Aim | Collect every line of the rows below that contains the string "Target", matching case exactly. List each such line in full.

(Stored items)
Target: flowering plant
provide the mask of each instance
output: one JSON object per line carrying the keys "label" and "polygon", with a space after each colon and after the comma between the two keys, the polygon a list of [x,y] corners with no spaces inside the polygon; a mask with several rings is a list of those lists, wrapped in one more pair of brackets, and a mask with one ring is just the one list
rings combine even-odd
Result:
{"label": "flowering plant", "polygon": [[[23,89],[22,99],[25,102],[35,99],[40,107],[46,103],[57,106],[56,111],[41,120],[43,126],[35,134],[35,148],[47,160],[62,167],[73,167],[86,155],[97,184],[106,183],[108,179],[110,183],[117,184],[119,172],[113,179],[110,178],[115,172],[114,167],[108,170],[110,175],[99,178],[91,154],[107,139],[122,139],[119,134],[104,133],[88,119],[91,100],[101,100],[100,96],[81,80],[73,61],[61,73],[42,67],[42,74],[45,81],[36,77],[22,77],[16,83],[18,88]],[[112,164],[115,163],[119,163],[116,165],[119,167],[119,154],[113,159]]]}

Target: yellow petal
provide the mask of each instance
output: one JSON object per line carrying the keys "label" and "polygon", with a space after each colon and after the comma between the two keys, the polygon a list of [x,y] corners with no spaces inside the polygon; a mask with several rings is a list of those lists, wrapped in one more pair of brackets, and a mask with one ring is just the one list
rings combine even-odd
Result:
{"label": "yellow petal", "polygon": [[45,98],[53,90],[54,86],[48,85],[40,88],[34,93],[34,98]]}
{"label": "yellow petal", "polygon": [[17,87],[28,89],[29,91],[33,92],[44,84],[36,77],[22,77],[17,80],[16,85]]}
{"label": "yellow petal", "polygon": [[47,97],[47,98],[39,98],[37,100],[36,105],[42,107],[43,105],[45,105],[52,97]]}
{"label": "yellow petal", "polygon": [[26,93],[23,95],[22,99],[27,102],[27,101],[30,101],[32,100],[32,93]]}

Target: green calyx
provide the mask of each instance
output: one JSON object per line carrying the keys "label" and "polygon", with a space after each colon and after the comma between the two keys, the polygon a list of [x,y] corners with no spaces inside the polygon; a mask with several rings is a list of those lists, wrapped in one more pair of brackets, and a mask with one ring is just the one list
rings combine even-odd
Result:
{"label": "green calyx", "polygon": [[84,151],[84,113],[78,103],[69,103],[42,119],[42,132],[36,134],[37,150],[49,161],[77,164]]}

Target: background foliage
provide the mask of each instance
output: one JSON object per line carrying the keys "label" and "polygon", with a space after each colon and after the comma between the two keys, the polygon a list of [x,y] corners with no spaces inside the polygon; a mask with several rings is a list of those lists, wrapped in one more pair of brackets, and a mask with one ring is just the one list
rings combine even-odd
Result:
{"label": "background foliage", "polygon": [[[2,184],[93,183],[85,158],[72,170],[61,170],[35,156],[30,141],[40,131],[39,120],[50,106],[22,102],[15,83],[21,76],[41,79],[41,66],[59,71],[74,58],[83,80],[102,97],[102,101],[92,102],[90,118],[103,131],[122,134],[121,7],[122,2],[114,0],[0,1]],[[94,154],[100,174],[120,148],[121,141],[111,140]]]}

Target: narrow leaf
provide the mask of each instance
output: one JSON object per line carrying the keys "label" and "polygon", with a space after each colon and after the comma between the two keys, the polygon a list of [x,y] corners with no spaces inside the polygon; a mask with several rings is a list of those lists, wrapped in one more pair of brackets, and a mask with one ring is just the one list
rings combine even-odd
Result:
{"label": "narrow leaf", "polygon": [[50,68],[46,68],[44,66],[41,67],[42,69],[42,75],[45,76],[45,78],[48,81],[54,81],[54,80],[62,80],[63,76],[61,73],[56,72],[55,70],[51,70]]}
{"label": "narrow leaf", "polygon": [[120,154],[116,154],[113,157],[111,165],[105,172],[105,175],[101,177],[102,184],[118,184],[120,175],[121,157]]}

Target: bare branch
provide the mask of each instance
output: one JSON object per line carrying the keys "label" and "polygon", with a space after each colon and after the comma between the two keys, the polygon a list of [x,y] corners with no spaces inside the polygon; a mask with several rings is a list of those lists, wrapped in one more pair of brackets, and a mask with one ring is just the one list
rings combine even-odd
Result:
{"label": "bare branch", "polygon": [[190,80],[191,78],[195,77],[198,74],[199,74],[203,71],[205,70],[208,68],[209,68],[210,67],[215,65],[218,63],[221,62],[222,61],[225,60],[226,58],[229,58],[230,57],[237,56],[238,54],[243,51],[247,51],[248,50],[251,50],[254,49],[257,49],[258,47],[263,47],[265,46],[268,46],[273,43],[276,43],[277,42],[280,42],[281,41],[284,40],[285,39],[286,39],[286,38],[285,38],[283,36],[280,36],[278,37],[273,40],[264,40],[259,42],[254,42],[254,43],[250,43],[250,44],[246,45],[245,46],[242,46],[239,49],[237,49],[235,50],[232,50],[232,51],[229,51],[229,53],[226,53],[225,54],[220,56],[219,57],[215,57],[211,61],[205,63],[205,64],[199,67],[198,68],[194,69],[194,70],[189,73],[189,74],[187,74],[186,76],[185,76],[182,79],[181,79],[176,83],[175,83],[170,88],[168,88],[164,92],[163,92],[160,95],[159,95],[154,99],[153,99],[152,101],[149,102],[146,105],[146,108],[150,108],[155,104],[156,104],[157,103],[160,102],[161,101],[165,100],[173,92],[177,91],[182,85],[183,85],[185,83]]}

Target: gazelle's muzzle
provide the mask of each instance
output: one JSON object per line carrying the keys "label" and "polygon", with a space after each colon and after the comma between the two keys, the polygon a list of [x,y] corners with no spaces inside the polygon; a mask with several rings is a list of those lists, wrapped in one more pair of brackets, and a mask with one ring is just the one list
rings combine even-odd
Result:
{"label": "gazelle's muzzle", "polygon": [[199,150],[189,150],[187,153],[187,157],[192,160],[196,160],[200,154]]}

Result of the exercise |
Target: flowering plant
Target: yellow petal
Target: green calyx
Target: background foliage
Target: narrow leaf
Target: bare branch
Target: gazelle's muzzle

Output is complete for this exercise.